→ Task requirements
Which lines mention "lawn"? Show each one from the listing.

→ Input data

+ + +

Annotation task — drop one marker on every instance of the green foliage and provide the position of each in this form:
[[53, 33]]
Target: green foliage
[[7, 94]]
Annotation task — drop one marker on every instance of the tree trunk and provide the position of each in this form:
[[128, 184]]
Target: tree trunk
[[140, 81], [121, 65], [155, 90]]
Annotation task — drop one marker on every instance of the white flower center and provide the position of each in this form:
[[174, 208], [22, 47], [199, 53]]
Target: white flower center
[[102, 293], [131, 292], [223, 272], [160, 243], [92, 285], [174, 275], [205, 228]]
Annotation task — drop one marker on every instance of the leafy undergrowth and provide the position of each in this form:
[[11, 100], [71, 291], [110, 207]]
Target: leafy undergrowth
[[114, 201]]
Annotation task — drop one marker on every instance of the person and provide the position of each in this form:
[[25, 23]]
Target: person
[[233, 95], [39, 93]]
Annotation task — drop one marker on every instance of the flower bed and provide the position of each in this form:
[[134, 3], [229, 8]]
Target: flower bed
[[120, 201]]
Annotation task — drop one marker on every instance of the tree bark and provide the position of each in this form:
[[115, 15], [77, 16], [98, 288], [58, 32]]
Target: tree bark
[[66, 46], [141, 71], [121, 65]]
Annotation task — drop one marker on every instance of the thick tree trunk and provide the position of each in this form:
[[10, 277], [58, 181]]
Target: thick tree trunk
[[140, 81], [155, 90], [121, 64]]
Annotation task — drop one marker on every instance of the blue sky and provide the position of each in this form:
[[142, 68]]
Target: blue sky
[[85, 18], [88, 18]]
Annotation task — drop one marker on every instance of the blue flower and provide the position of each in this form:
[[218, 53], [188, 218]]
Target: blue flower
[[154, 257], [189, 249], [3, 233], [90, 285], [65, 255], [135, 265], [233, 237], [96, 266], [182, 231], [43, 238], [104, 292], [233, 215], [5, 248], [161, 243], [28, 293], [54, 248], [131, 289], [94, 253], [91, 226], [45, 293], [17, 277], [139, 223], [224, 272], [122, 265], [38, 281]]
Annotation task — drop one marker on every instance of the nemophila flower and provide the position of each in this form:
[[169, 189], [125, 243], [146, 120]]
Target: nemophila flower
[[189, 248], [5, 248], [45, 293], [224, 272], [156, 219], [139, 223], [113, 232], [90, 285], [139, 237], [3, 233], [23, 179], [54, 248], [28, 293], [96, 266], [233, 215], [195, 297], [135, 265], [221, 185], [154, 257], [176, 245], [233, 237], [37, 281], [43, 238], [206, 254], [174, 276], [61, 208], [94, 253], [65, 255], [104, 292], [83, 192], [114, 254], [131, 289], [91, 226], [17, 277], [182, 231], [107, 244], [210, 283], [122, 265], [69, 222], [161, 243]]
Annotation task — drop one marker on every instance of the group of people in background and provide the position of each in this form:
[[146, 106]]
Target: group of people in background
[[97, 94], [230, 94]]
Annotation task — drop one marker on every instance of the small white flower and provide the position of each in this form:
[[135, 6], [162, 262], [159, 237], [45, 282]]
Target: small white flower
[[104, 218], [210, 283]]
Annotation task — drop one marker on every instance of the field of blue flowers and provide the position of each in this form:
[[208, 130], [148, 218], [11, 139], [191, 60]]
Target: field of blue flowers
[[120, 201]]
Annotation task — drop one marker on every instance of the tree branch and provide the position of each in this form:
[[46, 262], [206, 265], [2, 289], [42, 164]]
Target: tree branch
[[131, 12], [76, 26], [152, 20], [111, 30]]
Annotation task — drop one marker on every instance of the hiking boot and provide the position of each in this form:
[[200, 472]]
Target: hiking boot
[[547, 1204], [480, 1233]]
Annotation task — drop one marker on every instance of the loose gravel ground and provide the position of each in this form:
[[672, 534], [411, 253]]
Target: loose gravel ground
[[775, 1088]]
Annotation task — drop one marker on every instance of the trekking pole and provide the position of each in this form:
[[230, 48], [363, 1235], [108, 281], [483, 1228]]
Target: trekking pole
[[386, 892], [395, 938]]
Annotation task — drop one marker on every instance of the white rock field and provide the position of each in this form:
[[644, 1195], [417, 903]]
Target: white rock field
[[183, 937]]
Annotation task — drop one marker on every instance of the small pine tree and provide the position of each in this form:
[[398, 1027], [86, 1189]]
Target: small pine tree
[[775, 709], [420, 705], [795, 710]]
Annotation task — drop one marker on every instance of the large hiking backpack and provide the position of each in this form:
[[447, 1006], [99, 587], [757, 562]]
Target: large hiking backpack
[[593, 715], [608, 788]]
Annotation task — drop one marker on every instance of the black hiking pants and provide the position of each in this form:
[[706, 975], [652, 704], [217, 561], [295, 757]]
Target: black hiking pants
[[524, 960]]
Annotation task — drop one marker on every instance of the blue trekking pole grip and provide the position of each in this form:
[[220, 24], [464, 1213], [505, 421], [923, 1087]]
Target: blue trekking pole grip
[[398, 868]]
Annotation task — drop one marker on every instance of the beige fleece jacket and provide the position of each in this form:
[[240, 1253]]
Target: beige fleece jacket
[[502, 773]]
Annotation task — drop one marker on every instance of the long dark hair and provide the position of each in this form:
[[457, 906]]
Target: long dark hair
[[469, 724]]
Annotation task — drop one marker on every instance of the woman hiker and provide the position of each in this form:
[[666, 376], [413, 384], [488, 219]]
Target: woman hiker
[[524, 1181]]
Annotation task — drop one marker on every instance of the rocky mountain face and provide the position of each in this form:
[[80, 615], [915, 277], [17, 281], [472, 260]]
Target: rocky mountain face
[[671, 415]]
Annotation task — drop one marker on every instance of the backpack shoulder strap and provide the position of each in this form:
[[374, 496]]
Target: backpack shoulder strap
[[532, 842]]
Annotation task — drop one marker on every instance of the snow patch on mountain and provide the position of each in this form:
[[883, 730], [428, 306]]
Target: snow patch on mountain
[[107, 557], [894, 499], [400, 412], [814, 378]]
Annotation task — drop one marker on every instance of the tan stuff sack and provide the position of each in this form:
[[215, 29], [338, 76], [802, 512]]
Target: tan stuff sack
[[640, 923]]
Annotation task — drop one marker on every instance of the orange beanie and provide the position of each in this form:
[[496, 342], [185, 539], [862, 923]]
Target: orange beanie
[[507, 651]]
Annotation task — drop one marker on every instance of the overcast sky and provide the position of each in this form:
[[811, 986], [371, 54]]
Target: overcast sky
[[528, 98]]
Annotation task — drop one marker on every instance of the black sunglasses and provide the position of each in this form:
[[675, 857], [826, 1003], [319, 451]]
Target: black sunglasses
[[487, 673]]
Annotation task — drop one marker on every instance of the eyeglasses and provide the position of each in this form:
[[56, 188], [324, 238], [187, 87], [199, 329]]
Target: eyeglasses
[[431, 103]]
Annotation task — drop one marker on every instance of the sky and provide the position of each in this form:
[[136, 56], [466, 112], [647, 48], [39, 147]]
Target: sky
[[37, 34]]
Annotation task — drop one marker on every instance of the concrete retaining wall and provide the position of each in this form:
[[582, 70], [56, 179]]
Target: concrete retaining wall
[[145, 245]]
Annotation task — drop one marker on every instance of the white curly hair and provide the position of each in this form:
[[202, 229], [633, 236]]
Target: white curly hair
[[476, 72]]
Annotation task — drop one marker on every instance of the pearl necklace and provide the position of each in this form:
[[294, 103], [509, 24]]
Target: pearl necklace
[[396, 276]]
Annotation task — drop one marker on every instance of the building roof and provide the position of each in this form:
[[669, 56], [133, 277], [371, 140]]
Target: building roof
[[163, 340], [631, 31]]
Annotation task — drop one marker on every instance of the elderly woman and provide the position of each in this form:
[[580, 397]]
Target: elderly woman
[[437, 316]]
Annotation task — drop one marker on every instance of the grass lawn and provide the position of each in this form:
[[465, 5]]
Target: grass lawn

+ + +

→ Exercise response
Annotation task — drop one marker on every instance of the grass lawn and provide the position of each in this form:
Target: grass lawn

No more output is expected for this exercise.